Tasks to perform:
- A) Print the passage of the tokenization article between "Why Explicit Tokenization" and "to numeric IDs.", inclusive, exactly as it appears there.
- B) Continue the article on tokenization in Hugging Face and Ollama from where it stops.

*** Selected passage Section Begins ***

AI  

Why Explicit Tokenization is Required in Hugging Face but Not in Ollama

Large language models (LLMs) don’t understand text the way humans do. Before passing any input into a model, it must be tokenized — split into smaller pieces (tokens) and mapped to numeric IDs.

But if you’ve used both Hugging Face and Ollama, you might have noticed something confusing:

  • In Hugging Face (local library), you must explicitly call the tokenizer.

  • In Ollama, you just pass text, and it works.

  • In Hugging Face’s online API, you also just pass text (no explicit tokenization).

So, why these differences? Let’s break it down.

What is Tokenization?

Tokenization is the process of converting text into tokens, then into IDs that a model can understand.

Text:   "Hello world!"
Tokens: ['▁Hello', '▁world', '!']
IDs:    [15043, 3186, 29991]

Important: The model itself never tokenizes. It only consumes token IDs. The tokenization step must always happen — either by you or by the runtime.

Hugging Face (Local Transformers Library)

*** Selected passage Section Ends ***
*** Data Section Begins ***

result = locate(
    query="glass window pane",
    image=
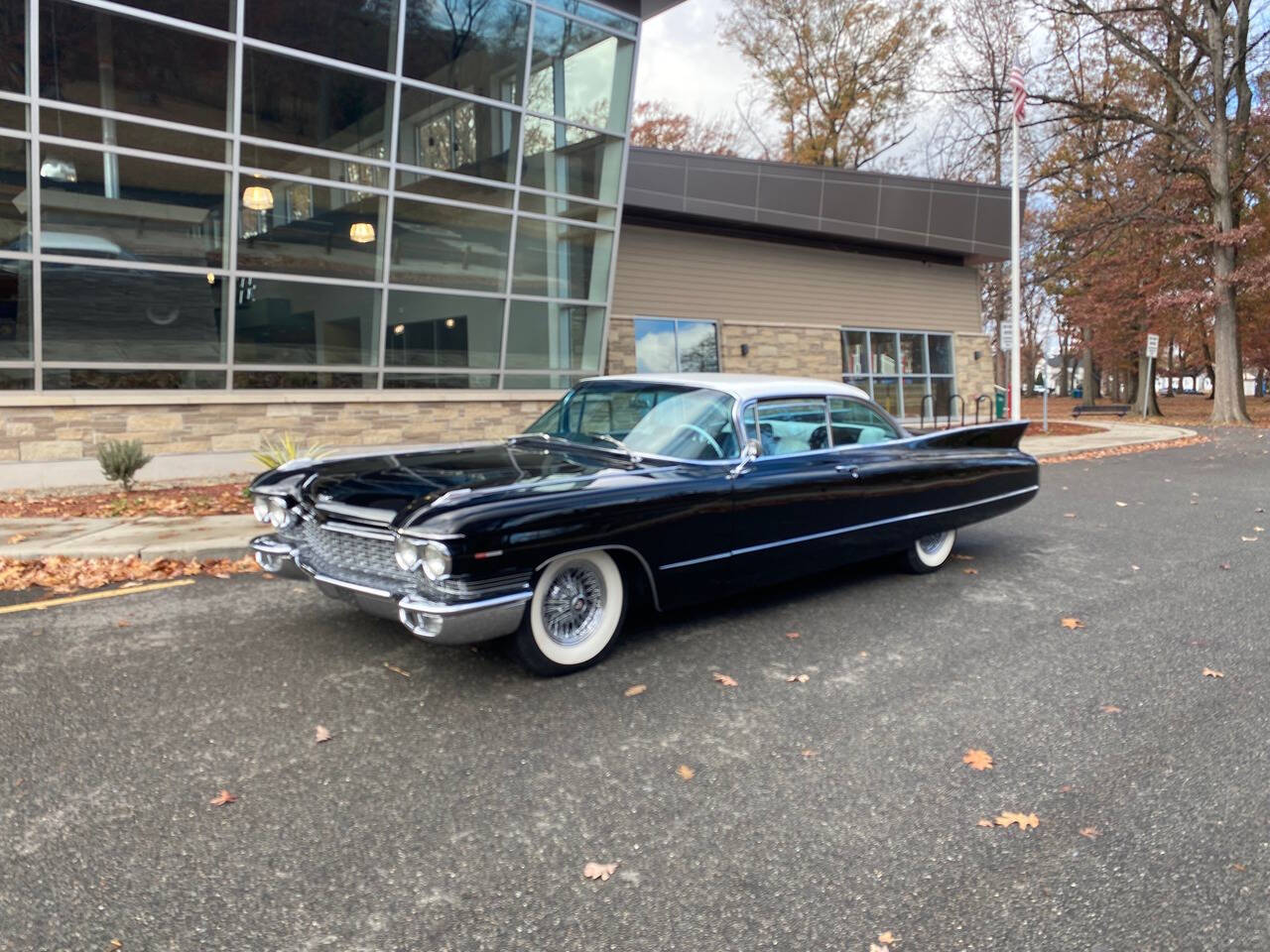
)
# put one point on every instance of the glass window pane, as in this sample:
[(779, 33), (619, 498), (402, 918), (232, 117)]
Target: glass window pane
[(456, 135), (100, 59), (14, 309), (884, 357), (698, 347), (547, 336), (119, 313), (579, 72), (444, 330), (317, 380), (102, 204), (312, 230), (359, 32), (293, 100), (317, 167), (14, 194), (134, 135), (457, 189), (121, 379), (284, 321), (855, 352), (561, 158), (445, 246), (554, 259), (564, 208), (476, 46), (654, 347), (942, 353), (441, 381), (17, 379), (912, 353), (606, 18)]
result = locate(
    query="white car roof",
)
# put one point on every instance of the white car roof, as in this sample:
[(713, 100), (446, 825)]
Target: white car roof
[(747, 386)]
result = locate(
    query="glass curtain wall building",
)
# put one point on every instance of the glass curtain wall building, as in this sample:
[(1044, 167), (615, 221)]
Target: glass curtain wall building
[(338, 193)]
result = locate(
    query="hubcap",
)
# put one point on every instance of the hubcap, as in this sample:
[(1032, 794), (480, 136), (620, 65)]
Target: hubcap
[(574, 604), (931, 543)]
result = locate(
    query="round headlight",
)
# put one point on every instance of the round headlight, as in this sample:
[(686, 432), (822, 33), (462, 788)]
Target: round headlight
[(280, 516), (407, 555), (435, 558), (261, 508)]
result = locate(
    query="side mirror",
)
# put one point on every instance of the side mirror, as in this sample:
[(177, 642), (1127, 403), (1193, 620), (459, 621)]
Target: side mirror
[(748, 453)]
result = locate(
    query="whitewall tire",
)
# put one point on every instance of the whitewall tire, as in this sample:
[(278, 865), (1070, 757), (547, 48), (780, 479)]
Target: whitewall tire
[(930, 552), (576, 611)]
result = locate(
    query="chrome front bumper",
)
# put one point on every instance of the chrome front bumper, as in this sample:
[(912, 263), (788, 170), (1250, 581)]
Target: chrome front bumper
[(444, 624)]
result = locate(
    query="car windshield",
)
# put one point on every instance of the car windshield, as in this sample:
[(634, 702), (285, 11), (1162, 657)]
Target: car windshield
[(659, 419)]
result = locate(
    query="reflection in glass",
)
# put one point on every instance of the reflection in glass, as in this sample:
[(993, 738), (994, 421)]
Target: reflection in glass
[(130, 209), (14, 309), (554, 259), (293, 100), (316, 380), (134, 315), (568, 159), (476, 46), (100, 59), (447, 246), (548, 336), (456, 135), (441, 381), (14, 195), (579, 72), (284, 321), (313, 230), (362, 32), (443, 330), (122, 379)]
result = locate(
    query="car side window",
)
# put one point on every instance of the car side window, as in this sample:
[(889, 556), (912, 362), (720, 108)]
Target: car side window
[(785, 426), (855, 422)]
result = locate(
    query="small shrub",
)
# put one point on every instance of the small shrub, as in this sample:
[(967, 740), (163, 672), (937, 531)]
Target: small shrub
[(275, 453), (121, 458)]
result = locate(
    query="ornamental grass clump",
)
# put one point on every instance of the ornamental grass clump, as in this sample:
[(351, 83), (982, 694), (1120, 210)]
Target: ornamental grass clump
[(119, 460)]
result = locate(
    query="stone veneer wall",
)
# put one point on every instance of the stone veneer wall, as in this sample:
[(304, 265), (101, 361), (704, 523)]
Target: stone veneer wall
[(44, 433)]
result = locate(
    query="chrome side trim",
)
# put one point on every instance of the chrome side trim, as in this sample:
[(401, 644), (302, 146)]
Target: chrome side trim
[(851, 529)]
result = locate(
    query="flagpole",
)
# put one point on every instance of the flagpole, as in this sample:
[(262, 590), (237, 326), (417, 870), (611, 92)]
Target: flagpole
[(1015, 375)]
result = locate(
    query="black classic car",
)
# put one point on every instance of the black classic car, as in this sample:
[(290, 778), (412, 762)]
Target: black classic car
[(644, 489)]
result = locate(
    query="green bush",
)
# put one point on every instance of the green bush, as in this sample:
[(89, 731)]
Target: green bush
[(275, 453), (121, 458)]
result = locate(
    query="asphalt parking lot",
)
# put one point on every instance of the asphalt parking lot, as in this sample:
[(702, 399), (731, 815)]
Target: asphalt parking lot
[(454, 809)]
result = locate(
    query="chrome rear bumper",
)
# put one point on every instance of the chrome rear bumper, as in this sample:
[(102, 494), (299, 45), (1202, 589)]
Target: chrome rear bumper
[(444, 624)]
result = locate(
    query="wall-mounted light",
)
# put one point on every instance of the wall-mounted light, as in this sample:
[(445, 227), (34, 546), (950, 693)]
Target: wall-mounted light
[(258, 198)]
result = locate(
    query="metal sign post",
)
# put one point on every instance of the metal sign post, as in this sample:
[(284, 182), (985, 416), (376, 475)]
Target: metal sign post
[(1152, 353)]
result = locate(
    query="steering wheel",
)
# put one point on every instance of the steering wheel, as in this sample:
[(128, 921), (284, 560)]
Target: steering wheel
[(701, 433)]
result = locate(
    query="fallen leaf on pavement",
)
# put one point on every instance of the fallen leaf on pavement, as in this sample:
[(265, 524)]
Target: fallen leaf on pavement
[(598, 871), (1024, 820), (978, 760)]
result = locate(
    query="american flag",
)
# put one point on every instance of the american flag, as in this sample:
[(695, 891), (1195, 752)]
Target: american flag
[(1016, 82)]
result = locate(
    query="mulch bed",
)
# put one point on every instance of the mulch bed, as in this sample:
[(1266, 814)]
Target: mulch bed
[(218, 499)]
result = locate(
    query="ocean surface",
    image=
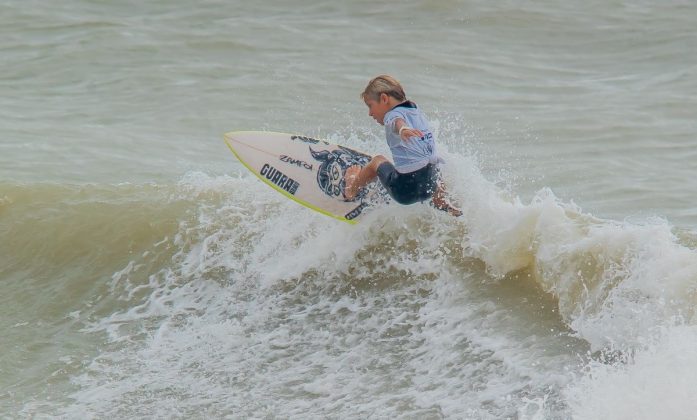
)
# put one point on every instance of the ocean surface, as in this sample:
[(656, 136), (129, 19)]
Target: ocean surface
[(144, 273)]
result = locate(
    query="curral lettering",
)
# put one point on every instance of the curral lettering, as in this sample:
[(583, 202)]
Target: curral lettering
[(283, 181)]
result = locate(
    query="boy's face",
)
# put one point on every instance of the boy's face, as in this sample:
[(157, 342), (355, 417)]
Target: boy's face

*** Data Section Ends ***

Exercise answers:
- A)
Why Explicit Tokenization is Required in Hugging Face but Not in Ollama

Large language models (LLMs) don’t understand text the way humans do. Before passing any input into a model, it must be tokenized — split into smaller pieces (tokens) and mapped to numeric IDs.

- B)
When you install models via transformers, you’re downloading the raw model weights.

The model expects token IDs, so you must explicitly use the tokenizer:

from transformers import AutoTokenizer, AutoModelForSequenceClassification

tokenizer = AutoTokenizer.from_pretrained("distilbert-base-uncased-finetuned-sst-2-english")
model = AutoModelForSequenceClassification.from_pretrained("distilbert-base-uncased-finetuned-sst-2-english")

inputs = tokenizer("I love Hugging Face!", return_tensors="pt")
outputs = model(**inputs)

Hugging Face Online (Inference API / Spaces)

from huggingface_hub import InferenceClient

client = InferenceClient("distilbert-base-uncased-finetuned-sst-2-english", token="<your API Token>")
result = client.text_classification("I love Hugging Face!")

You only pass text — no tokenizer step.

That’s because Hugging Face’s server automatically bundles the model and tokenizer. Tokenization is still happening but hidden behind the API.

Here, tokenization is implicit because Hugging Face abstracts it away.

Ollama

Ollama works the same way as Hugging Face’s online API: `

ollama run gemma "Hello world!"

Behind the scenes:

  1. Ollama applies the tokenizer (bundled with the model).

  2. Converts text → tokens → IDs.

  3. Runs the model on those IDs.

  4. Decodes the output back into text.

From your perspective, you never see token IDs.

In Ollama, tokenization is also implicit, handled by the runtime.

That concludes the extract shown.